• **SELECTED TEXT**
[start]

Java regular expression to match the pattern for equals sign between two or more words that has an exclamatory as a delimeter between the ranges

You can use

^(?:\w+=\w+!)*\w+=\w+!?$

In Java

String regex = "^(?:\\w+=\\w+!)*\\w+=\\w+!?$";

The pattern matches:

• ^ Start of string
• (?:\w+=\w+!)* Optionally repeat 1+ word chars = 1+ word chars and !
• \w+=\w+!? Match 1+ word chars = 1+ word chars and optional !
• $ End of string

Regex demo

String[] strings = {
    "Name=John!Age=25!Gender=M",
    "Name=John!Name2=Sam!Name3=Josh",
    "Name=John!Name2=Sam!Name3=Josh!",
    "N=J!A=25!",
    "a=ba=b",
    "Name!John=Name2+Sam=",
    "Name=John=",
    "Name=John!!",
    "Name=John-"
};

for (String s : strings) {
    if (s.matches("(?:\\w+=\\w+!)*\\w+=\\w+!?")) {
        System.out.println("Match: " + s);
    } else {
        System.out.println("No match: " + s);
    }
}

Output

Match: Name=John!Age=25!Gender=M
Match: Name=John!Name2=Sam!Name3=Josh
Match: Name=John!Name2=Sam!Name3=Josh!
Match: N=J!A=25!
No match: a=ba=b
No match: Name!John=Name2+Sam=
No match: Name=John=
No match: Name=John!!
No match: Name=John-

[end]

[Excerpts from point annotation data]
[start]

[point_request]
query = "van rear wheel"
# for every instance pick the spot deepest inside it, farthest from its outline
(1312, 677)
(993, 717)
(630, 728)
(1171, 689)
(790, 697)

[end]

• **EXERCISE REQUIREMENTS**
1. In the regex answer, what does the ^ at the front of the pattern match?
2. Reproduce the regex answer from "Java regular expression" to "chars and !".

• **OUTPUTS FOR THE TASKS**
1. The start of the string.

2.
Java regular expression to match the pattern for equals sign between two or more words that has an exclamatory as a delimeter between the ranges

You can use

^(?:\w+=\w+!)*\w+=\w+!?$

In Java

String regex = "^(?:\\w+=\\w+!)*\\w+=\\w+!?$";

The pattern matches:

• ^ Start of string
• (?:\w+=\w+!)* Optionally repeat 1+ word chars = 1+ word chars and !